Supplied data:
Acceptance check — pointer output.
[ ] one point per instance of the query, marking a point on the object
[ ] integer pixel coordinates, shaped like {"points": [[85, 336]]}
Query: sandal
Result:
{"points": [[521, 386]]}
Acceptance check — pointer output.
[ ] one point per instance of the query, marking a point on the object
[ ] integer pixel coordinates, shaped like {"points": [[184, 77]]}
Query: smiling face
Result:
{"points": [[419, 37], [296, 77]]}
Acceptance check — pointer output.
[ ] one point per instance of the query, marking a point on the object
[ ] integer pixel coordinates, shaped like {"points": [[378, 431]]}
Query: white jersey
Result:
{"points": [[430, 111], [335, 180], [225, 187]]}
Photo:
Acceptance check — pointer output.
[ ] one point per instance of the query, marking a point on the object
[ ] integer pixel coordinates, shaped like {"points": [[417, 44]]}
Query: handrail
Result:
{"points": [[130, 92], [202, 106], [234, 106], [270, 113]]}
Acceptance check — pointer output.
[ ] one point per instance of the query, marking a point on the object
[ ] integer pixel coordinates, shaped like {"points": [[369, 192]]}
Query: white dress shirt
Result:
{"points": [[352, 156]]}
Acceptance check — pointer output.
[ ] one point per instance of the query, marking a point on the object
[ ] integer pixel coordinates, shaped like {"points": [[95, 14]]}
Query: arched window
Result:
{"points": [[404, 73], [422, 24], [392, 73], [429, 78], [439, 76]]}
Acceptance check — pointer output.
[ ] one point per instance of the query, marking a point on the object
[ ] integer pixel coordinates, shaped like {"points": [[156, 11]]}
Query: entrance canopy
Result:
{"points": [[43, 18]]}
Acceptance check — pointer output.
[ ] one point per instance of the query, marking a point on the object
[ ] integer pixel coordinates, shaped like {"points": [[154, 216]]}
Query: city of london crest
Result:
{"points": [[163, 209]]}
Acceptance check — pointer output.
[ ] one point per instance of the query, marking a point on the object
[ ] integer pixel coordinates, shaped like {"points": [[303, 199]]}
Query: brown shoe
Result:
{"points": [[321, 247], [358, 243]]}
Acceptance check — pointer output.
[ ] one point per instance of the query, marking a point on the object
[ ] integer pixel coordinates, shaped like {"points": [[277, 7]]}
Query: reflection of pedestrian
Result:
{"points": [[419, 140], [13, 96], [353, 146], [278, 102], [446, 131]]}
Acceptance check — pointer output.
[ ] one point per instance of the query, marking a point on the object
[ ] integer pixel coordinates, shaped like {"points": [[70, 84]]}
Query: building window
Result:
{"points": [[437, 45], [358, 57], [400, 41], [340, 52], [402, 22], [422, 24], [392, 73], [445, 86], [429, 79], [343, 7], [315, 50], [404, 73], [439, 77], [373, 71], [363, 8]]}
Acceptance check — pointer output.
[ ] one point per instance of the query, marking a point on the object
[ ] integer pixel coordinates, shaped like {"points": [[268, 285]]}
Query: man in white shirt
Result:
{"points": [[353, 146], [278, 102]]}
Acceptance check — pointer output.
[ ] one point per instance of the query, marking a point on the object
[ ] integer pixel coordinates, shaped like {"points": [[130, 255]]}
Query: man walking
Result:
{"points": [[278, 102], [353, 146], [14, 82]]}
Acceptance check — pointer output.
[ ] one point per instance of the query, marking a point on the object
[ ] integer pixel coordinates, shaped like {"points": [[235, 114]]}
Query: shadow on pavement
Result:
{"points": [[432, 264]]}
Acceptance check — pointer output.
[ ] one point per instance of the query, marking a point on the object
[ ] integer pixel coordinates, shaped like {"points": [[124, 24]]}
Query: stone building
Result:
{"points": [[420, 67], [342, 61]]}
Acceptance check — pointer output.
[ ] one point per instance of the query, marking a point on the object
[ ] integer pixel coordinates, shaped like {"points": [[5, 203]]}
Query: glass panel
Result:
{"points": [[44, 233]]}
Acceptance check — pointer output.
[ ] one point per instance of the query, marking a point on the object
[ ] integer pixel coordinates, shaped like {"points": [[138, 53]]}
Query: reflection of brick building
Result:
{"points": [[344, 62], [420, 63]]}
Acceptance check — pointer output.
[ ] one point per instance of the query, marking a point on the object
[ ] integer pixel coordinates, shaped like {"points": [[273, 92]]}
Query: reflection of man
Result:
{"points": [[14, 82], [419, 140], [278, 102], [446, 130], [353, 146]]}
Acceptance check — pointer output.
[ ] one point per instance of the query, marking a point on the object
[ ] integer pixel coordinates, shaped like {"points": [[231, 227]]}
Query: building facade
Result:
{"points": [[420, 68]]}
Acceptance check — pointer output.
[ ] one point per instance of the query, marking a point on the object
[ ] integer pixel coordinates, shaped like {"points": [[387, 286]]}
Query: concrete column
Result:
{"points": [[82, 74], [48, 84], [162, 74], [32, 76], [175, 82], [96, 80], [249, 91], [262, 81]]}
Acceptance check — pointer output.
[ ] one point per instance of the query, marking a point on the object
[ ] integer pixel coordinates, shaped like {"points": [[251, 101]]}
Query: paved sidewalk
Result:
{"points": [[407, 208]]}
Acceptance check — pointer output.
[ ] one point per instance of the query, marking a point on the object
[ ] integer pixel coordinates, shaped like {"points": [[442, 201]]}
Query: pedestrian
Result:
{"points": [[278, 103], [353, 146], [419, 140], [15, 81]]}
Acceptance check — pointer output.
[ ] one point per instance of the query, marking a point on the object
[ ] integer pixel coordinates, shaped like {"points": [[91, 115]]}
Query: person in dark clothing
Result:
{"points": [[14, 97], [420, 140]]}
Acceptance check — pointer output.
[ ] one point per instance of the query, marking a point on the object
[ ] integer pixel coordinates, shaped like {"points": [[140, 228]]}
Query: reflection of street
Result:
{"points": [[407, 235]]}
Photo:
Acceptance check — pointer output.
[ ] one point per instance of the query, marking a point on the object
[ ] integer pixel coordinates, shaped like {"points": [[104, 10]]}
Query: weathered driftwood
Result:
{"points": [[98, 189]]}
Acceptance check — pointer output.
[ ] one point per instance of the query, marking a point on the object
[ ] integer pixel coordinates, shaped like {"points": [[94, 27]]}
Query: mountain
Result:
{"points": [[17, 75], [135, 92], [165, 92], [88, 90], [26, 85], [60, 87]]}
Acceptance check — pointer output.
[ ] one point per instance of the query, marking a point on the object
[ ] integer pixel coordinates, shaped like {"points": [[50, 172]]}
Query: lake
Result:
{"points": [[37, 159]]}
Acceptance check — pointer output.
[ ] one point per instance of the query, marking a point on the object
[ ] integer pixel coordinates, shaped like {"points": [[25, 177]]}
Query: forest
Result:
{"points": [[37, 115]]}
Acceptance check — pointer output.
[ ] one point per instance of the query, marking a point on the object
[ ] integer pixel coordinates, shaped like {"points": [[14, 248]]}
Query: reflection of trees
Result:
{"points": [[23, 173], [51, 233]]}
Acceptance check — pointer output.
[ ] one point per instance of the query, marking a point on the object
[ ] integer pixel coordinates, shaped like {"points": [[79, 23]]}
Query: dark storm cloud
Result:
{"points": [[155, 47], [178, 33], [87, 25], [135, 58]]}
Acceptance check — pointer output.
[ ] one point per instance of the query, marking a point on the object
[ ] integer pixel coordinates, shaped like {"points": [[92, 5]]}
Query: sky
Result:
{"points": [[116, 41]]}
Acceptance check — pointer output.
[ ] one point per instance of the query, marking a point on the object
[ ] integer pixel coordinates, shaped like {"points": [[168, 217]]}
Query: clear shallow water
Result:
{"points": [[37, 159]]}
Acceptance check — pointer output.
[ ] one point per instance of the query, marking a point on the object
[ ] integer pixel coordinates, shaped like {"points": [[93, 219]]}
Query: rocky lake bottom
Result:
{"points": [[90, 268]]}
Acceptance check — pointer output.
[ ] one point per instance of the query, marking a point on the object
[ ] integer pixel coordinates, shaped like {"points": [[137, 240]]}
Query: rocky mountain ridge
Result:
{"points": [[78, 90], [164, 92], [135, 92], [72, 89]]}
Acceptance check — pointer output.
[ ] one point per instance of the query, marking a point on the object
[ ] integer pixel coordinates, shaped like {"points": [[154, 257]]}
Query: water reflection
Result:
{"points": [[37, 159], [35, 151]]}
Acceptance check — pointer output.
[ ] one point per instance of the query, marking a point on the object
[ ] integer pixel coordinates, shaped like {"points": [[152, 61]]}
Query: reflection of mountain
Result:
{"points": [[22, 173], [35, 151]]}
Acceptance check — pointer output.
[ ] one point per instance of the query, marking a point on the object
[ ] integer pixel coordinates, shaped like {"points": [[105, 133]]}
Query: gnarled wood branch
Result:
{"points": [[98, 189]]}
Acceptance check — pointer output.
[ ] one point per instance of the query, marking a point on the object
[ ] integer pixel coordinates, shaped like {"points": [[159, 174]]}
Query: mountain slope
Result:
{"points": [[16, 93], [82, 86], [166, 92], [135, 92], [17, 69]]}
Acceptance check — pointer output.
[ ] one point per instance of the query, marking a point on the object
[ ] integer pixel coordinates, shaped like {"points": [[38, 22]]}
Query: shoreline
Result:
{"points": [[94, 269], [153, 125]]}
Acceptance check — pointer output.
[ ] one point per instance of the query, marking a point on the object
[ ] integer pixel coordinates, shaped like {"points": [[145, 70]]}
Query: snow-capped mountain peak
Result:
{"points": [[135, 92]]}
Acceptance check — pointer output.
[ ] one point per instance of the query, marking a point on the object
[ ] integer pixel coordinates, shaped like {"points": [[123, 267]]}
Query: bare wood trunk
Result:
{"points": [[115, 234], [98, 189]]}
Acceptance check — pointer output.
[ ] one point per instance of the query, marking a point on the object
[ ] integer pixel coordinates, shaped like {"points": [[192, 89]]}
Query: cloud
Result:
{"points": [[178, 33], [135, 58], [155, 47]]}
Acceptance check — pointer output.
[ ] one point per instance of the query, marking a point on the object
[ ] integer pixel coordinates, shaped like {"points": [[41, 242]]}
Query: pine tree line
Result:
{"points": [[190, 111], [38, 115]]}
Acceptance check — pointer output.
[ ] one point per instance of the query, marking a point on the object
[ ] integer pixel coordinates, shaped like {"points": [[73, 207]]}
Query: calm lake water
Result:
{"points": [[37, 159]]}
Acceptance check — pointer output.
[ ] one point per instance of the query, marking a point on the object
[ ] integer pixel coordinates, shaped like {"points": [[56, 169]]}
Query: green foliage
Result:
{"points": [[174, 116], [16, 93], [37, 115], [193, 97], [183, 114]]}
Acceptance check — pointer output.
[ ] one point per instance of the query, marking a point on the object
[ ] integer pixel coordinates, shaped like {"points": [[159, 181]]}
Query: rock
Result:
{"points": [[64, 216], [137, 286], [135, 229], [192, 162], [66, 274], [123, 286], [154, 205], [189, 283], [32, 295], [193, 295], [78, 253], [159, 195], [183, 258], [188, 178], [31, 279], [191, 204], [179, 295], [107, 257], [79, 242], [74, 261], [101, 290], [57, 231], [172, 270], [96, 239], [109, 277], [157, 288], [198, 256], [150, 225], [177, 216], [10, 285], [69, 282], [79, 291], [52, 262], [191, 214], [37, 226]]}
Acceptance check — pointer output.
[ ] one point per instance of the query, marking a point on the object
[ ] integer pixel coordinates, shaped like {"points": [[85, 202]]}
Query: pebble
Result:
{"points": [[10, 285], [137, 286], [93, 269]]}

What you are asked to do:
Lines above that contain the string "building" make up the answer.

Response area:
Query: building window
Query: stone building
Query: reflection of brick building
Query: building facade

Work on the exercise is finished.